Set task> Reproduce each line exactly, including spacing and punctuation.

======== Stored data

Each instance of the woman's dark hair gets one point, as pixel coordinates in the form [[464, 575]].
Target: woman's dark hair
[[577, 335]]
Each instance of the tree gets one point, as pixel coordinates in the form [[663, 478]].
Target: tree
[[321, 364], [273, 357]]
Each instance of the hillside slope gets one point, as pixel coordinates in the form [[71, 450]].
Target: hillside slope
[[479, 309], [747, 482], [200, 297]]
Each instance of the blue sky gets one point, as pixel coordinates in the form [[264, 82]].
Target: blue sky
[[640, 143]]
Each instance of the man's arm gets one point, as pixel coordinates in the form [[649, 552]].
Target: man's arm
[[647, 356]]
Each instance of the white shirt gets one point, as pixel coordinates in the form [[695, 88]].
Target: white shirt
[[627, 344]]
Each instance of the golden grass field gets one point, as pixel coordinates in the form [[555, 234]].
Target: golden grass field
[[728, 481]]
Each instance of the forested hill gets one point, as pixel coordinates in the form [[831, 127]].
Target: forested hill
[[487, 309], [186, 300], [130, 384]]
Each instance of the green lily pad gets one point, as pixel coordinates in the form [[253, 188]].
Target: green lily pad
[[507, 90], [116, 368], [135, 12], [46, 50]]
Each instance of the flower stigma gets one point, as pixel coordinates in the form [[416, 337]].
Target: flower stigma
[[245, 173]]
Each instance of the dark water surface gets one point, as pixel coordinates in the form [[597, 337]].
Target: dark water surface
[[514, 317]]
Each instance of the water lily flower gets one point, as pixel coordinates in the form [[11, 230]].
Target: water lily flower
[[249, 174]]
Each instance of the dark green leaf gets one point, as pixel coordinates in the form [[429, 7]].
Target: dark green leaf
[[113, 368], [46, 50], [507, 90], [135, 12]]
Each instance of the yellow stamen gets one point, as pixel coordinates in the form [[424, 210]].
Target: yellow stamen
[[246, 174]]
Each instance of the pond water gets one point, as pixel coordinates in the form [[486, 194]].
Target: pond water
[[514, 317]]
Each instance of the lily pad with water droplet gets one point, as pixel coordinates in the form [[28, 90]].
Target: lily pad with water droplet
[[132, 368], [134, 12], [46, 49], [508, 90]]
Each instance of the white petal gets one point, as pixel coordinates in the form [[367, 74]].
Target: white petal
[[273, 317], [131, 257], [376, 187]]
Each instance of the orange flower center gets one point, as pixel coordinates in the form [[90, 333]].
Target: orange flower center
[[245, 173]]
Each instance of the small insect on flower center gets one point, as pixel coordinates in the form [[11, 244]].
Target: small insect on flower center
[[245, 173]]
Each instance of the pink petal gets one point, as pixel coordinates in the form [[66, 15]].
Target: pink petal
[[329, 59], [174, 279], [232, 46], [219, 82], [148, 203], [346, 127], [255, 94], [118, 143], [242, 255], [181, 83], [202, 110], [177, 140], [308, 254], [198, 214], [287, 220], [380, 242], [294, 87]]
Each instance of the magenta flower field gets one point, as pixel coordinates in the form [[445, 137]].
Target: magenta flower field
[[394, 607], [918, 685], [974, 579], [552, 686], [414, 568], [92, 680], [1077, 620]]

================

Answer below>
Each instance of the woman's dark hair gets one point, as pixel coordinates in the form [[464, 575]].
Target: woman's dark hair
[[577, 335]]
Each instance of the tree gets one point, as pixel coordinates in the form [[663, 478]].
Target: tree
[[321, 364], [273, 357]]
Each instance of the hillside slope gets one point, as pixel coordinates in the form [[71, 450]].
Target: hillside slope
[[479, 309], [747, 482], [200, 297]]
Each instance of the blue sky gets one point, as pixel coordinates in the form [[264, 82]].
Target: blue sky
[[640, 143]]
Each instance of the man's arm gets one point, as pixel coordinates in the form [[649, 552]].
Target: man's arm
[[647, 356]]
Each instance of the white shirt gets one point, as pixel coordinates in the form [[695, 88]].
Target: white shirt
[[627, 344]]
Each instance of the golden grass field gets one point, as pixel coordinates in the form [[555, 234]].
Target: golden grass field
[[728, 481]]
Each instance of the forested hill gets one point, as pixel coordinates in the form [[831, 127]].
Target: forested hill
[[487, 309], [186, 300], [130, 384]]
Each instance of the green lily pad gets one point, as pixel coordinates in the form [[253, 188]].
Target: green lily pad
[[507, 90], [116, 368], [135, 12], [46, 50]]
Each instance of the flower stigma gets one point, as pixel coordinates in the form [[416, 337]].
Target: flower stigma
[[245, 173]]
Each instance of the dark water surface gets one point, as pixel coordinates in the form [[597, 337]].
Target: dark water surface
[[514, 317]]
Each instance of the water lily flower gets one point, as pixel coordinates in the form [[11, 230]].
Target: water lily flower
[[249, 174]]
Each instance of the dark green leaf gets one point, as pixel coordinates in the form [[429, 7]].
Target: dark green leaf
[[113, 368], [46, 50], [507, 90], [135, 12]]
Each instance of the yellow stamen gets one point, as pixel coordinates in the form [[424, 210]].
Target: yellow stamen
[[246, 174]]
Each instance of the pond water gets one point, as pixel coordinates in the form [[486, 194]].
Target: pond water
[[514, 317]]
Each instance of the lily pad with water droplet gets one point, as pixel coordinates in the form [[28, 90]].
Target: lily pad with water droplet
[[132, 368], [134, 12], [46, 49], [508, 90]]
Each instance of the white petal gets one point, as pixel coordinates in the form [[367, 74]].
Target: white petal
[[273, 317], [131, 257], [376, 187]]
Each instance of the orange flower center gets one point, as pixel coordinates in the form [[90, 333]].
Target: orange flower center
[[245, 173]]
Each instance of the small insect on flower center gets one point, as pixel coordinates in the form [[11, 244]].
Target: small insect on flower center
[[245, 173]]
Each instance of the pink petal gets one point, as pixel coordinates in the form [[66, 15]].
Target: pink petal
[[329, 59], [174, 279], [232, 46], [219, 82], [148, 203], [346, 127], [255, 94], [118, 143], [242, 255], [181, 83], [202, 110], [177, 140], [308, 254], [198, 214], [287, 220], [380, 242], [294, 87]]
Each instance of the magenta flower field gets one point, as pixel coordinates in the form [[445, 137]].
Target: magenta flower field
[[394, 607], [918, 685], [974, 579], [552, 686], [414, 568], [92, 680], [1077, 620]]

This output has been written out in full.